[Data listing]
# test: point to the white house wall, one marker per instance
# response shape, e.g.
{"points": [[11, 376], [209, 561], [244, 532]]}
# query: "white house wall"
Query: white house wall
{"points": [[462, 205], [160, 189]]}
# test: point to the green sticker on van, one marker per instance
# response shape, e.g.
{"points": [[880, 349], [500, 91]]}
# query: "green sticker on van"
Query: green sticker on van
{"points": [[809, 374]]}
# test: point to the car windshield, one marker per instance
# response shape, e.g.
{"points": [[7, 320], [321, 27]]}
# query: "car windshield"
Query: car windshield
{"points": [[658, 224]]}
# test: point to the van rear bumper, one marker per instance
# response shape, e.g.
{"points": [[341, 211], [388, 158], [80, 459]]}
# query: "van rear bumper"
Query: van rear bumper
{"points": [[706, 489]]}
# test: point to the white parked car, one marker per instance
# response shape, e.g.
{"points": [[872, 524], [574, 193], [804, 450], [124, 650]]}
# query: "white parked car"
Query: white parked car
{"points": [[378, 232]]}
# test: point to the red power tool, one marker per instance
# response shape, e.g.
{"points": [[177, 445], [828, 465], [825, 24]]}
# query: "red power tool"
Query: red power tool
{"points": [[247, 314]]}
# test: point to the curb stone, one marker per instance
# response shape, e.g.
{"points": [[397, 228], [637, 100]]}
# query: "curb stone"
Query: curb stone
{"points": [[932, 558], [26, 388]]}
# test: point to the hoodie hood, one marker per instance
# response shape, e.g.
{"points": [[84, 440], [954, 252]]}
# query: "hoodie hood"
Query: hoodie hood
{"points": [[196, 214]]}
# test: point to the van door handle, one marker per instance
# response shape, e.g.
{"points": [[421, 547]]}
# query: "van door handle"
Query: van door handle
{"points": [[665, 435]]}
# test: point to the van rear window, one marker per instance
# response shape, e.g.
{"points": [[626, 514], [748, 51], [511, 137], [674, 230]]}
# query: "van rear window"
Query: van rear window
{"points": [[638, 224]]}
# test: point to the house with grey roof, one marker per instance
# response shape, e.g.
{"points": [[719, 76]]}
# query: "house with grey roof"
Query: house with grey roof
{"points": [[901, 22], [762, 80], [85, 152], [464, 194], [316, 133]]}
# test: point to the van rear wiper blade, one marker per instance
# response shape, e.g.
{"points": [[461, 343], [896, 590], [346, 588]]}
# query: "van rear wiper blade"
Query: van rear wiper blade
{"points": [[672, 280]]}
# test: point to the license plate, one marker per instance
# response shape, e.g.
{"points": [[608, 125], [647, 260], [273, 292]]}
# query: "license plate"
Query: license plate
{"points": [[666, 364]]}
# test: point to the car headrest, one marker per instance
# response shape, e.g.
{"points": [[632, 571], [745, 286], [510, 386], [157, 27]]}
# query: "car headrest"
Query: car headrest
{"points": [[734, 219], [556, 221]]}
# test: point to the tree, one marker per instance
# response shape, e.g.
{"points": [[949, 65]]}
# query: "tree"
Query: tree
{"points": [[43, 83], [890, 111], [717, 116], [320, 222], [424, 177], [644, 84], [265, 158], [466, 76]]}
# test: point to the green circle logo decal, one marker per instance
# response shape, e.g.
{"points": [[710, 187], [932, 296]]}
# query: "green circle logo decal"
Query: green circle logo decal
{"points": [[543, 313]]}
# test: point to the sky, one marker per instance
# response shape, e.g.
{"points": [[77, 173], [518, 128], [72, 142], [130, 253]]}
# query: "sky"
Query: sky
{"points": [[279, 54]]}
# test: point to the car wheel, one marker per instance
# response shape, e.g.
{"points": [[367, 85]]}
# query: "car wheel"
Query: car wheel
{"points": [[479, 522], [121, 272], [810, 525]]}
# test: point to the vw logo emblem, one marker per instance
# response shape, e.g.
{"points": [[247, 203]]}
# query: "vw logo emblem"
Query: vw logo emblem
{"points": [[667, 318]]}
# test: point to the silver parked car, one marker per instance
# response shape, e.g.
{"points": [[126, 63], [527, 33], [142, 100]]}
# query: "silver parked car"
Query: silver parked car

What needs to be done
Each entry above is to be printed again exactly.

Task solution
# test: point to the white house wall, one marker per instance
# response shape, e.g.
{"points": [[11, 376], [209, 561], [244, 532]]}
# query: "white house wall"
Query: white house wall
{"points": [[462, 205], [160, 189]]}
# test: point to the green sticker on van, one marker per instance
# response shape, e.g.
{"points": [[880, 349], [500, 91]]}
# query: "green sticker on van"
Query: green sticker on van
{"points": [[809, 374]]}
# test: point to the car windshield, one marker per instance
# response shape, e.g.
{"points": [[7, 320], [321, 27]]}
# query: "car windshield"
Query: car windshield
{"points": [[658, 224]]}
# test: point to the van rear bumper, one marker per instance
# response shape, e.g.
{"points": [[341, 211], [388, 158], [80, 459]]}
# query: "van rear bumper"
Query: van rear bumper
{"points": [[706, 489]]}
# test: point to the white parked car, one marker per instance
# response shape, e.g.
{"points": [[872, 524], [574, 193], [804, 450], [124, 650]]}
# query: "white parked car"
Query: white parked car
{"points": [[378, 232]]}
# test: point to the red power tool, one marker per instance
# response shape, e.g.
{"points": [[177, 445], [828, 465], [825, 24]]}
# query: "red power tool"
Query: red power tool
{"points": [[247, 314]]}
# test: point to the curb stone, one marker per instance
# response shape, e.g.
{"points": [[397, 228], [637, 100]]}
# query: "curb stone"
Query: curb stone
{"points": [[932, 558], [26, 388]]}
# test: point to the hoodie hood, one marker per instance
# response shape, e.g.
{"points": [[84, 440], [954, 252]]}
# query: "hoodie hood"
Query: hoodie hood
{"points": [[196, 214]]}
# test: point to the van door handle, one marker per instance
# response shape, e.g.
{"points": [[421, 547]]}
# query: "van door handle"
Query: van door handle
{"points": [[665, 435]]}
# test: point to the van rear window, one marker per instance
# response shape, e.g.
{"points": [[626, 514], [748, 51], [511, 137], [674, 230]]}
# query: "van rear window"
Query: van rear window
{"points": [[638, 224]]}
# test: point to the house with grey roof, one marker per instance
# response shape, e.g.
{"points": [[719, 76]]}
# query: "house with grey roof"
Query: house with grey roof
{"points": [[901, 22], [762, 80], [85, 152], [464, 194], [316, 133]]}
# test: point to the van rear wiper blade, one marker per instance
# response shape, e.g.
{"points": [[461, 343], [896, 590], [346, 588]]}
# query: "van rear wiper blade"
Query: van rear wiper blade
{"points": [[672, 280]]}
# test: point to the license plate, one marker per instance
# response shape, e.g.
{"points": [[608, 125], [647, 260], [273, 292]]}
# query: "license plate"
Query: license plate
{"points": [[666, 364]]}
# test: point to the car headrest, one marker per instance
# response shape, e.g.
{"points": [[632, 571], [745, 286], [510, 386], [157, 27]]}
# query: "car headrest"
Query: car headrest
{"points": [[734, 219], [556, 221]]}
# test: point to the tree, one marker per instance
# response shape, e.g.
{"points": [[949, 65]]}
# query: "tree"
Query: tree
{"points": [[43, 83], [890, 111], [717, 116], [320, 222], [424, 177], [644, 84], [265, 158], [466, 76]]}
# test: point to the green circle logo decal, one marker per instance
# response shape, e.g.
{"points": [[710, 187], [932, 296]]}
# query: "green circle logo decal"
Query: green circle logo decal
{"points": [[543, 313]]}
# test: point to the sky, one marker per instance
# response shape, e.g.
{"points": [[77, 173], [518, 128], [72, 142], [130, 253]]}
# query: "sky"
Query: sky
{"points": [[279, 54]]}
# test: point to the car wheel, one marker per instance
# response shape, e.g.
{"points": [[367, 85]]}
# query: "car wheel"
Query: car wheel
{"points": [[479, 522], [121, 272], [810, 525]]}
# test: point to the vw logo emblem, one marker per instance
# response shape, e.g.
{"points": [[247, 203]]}
# query: "vw logo emblem"
Query: vw logo emblem
{"points": [[667, 318]]}
# test: point to the silver parked car, one marker per instance
# response shape, e.g.
{"points": [[126, 63], [527, 33], [142, 100]]}
# query: "silver parked car"
Query: silver parked car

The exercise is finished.